Image point annotation entries:
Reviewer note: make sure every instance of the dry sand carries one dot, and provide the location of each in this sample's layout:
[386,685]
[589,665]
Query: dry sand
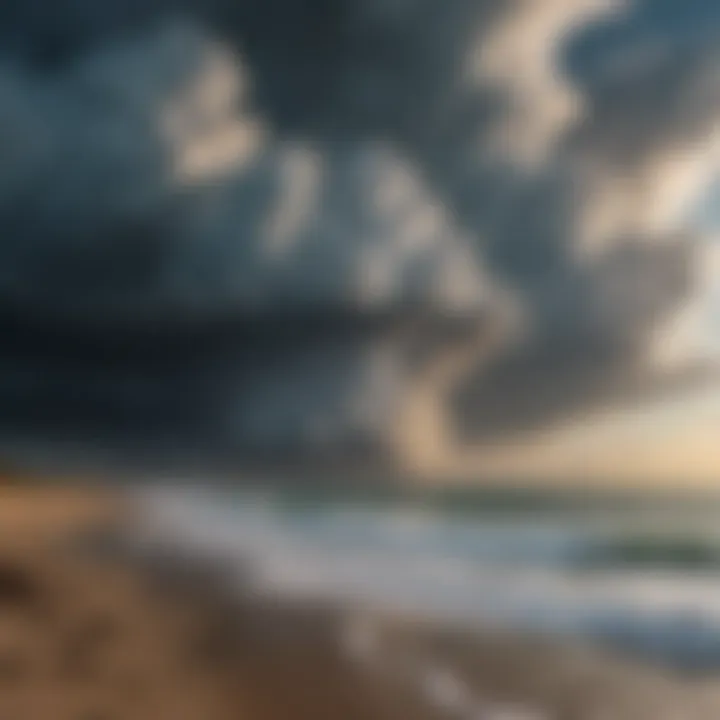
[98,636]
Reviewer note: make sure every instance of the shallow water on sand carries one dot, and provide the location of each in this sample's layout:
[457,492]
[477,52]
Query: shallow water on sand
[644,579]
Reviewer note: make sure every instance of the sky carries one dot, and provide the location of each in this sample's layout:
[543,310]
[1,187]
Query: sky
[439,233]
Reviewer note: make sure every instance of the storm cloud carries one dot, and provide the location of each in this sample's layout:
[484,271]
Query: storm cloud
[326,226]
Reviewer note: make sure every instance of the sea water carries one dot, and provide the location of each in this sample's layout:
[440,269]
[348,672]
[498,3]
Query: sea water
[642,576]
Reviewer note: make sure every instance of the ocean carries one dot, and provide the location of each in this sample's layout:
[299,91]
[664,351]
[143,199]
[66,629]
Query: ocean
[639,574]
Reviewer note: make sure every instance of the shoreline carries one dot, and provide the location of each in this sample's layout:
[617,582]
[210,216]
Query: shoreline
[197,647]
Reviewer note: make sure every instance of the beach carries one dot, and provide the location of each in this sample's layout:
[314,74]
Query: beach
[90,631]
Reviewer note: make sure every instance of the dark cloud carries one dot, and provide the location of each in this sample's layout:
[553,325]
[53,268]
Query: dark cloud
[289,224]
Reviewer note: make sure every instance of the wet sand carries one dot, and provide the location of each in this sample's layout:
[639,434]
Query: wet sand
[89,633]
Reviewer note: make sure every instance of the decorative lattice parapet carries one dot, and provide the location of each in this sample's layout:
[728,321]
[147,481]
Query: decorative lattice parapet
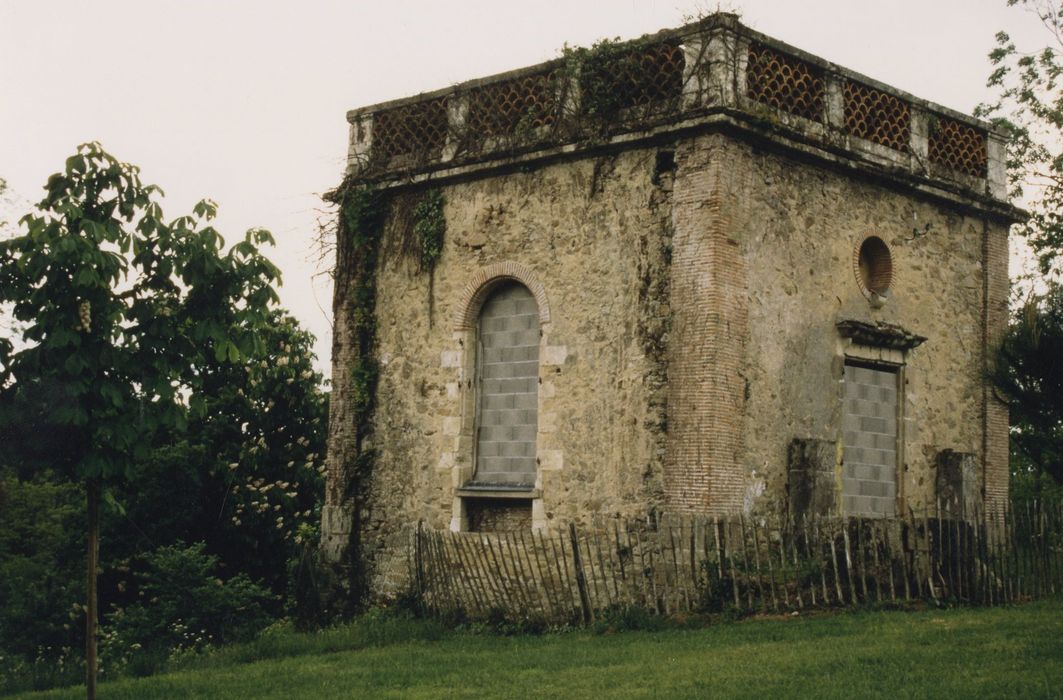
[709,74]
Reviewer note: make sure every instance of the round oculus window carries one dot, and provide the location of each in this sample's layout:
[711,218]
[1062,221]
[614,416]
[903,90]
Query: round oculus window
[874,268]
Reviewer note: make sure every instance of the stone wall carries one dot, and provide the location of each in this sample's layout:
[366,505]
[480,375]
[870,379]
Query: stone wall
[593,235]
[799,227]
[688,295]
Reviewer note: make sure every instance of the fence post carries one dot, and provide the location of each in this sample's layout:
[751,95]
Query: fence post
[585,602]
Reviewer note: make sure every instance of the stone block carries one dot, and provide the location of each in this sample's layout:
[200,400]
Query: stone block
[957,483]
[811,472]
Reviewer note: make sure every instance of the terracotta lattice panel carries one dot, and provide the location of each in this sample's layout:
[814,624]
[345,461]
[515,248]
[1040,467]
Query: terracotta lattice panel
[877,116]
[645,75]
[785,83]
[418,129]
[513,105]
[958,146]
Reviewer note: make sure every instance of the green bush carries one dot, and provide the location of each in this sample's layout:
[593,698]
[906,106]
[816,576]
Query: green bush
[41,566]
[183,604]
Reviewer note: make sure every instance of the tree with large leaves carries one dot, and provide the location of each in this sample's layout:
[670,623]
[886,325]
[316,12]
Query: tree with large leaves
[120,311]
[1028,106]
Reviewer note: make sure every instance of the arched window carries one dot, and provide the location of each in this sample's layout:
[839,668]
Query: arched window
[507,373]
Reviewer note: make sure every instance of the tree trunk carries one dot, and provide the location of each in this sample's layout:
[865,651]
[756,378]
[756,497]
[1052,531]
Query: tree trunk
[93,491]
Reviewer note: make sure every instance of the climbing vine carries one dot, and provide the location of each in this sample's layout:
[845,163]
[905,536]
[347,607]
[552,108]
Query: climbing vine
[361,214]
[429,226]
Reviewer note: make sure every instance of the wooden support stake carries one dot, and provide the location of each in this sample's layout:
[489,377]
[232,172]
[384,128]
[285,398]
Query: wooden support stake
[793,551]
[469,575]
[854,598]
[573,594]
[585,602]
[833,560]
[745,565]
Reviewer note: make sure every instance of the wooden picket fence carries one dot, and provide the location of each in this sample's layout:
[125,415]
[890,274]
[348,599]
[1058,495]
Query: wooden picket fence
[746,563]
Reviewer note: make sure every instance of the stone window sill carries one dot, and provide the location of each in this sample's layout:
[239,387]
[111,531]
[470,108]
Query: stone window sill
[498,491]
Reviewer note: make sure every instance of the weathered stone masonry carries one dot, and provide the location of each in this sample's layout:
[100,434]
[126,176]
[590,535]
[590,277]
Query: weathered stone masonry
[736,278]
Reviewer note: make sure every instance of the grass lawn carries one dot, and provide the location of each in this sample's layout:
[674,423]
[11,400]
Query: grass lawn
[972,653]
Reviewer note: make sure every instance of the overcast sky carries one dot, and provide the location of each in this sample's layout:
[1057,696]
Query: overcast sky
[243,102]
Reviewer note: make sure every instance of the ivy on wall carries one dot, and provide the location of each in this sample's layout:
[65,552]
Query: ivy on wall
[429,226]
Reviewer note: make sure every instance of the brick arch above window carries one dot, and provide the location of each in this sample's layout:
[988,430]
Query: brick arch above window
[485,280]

EXERCISE: Add 109 to every coordinate in the answers, and rewrite all lines from the one containing "Reviewer note: make sure every instance of the ivy" through the end of the entries, inclusive, with the requests kept in.

COMPLETE ANSWER:
Reviewer note: make sure every instance of the ivy on wall carries one dot, and provide the location of each in this sample's layout:
[65,552]
Query: ivy on wall
[538,335]
Reviewer note: make sure every instance of the brick arch above window carries one dot, and provide the location of each in this sample's layout:
[988,430]
Query: brick arch above window
[594,389]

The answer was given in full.